**TASK INSTRUCTIONS:** The lines from the one with "Expected behaviour: a marker sits on the hand holding" through the last line below are to be copied exactly; no other lines are to be returned.

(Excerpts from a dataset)
Segment Open

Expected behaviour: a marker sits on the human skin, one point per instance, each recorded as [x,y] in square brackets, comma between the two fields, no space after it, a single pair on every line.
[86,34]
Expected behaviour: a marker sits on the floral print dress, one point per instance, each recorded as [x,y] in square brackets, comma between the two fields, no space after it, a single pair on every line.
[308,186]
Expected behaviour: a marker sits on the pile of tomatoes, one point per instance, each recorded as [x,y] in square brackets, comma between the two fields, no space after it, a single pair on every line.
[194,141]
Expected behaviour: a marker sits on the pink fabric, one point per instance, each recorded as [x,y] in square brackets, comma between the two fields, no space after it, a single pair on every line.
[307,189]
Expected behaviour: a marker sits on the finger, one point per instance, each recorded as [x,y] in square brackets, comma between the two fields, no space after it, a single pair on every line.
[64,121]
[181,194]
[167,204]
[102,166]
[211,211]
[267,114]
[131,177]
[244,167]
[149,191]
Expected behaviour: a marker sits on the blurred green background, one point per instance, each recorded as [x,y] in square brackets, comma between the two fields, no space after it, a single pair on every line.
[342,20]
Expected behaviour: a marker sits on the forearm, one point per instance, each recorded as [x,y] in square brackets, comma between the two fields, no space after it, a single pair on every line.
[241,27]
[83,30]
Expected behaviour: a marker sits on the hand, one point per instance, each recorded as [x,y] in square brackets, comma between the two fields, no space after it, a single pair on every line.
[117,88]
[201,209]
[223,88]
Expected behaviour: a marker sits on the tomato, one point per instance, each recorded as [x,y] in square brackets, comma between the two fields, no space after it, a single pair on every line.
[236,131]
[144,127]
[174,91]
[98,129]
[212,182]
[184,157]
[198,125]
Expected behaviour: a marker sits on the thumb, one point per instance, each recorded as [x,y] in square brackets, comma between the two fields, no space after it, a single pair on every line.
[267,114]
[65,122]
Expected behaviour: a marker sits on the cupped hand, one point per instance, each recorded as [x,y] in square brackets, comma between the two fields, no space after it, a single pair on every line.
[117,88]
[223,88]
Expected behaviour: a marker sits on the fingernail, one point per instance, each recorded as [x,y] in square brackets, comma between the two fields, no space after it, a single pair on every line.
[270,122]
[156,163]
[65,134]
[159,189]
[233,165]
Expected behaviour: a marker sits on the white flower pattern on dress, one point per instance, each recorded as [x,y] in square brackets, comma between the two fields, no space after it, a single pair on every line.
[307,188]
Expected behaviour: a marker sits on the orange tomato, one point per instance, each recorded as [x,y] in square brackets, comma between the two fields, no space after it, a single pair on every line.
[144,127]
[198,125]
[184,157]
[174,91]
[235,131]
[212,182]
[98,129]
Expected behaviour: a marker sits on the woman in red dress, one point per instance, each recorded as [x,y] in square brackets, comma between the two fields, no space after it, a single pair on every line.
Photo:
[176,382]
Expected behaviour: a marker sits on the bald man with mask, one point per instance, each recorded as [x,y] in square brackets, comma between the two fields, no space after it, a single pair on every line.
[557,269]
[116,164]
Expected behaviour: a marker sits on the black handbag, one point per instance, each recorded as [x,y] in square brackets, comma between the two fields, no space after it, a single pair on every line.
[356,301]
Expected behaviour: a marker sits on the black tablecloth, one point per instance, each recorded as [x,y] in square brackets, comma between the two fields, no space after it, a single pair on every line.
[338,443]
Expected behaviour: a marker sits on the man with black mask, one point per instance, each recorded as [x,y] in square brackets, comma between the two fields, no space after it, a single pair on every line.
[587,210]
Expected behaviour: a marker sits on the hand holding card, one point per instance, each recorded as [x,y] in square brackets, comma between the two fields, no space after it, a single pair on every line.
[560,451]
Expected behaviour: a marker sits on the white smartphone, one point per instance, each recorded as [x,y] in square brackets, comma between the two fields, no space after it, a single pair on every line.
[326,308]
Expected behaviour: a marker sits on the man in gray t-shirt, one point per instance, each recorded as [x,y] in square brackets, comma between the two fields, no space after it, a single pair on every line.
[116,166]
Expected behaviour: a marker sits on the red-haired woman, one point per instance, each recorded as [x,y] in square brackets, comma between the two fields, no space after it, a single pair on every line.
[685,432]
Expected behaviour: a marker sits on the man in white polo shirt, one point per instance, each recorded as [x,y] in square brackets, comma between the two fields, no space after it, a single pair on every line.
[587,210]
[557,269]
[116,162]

Segment Closed

**SOLUTION FOR THIS EXERCISE:**
Expected behaviour: a marker sits on the hand holding card, one point per instance, each recorded as [x,y] in square brackets, comma between the two fields, no space after it, a single pair on every line.
[560,451]
Expected behaviour: a marker sits on the white smartphone, one point per instance, each recorded as [x,y] in square brackets, comma between the two fields, no space after it, a single pair on every line.
[326,308]
Expected behaviour: a marker sits on the man in gray t-shirt, one point per instance, each recorded as [x,y] in square brackets, comma between the two fields, no space after it, a single pair on every line.
[116,166]
Expected behaviour: a marker sits on the red-haired woman, one point per instance, each recorded as [x,y] in square brackets, comma between the two fields, no space after it, a single pair on every line.
[685,432]
Expected behaviour: a marker sits on the man in white polo shirt, one point per instance, each recorded as [x,y] in square brackets, comma between the two fields, no space after it, a single pair on every line.
[587,210]
[557,269]
[116,162]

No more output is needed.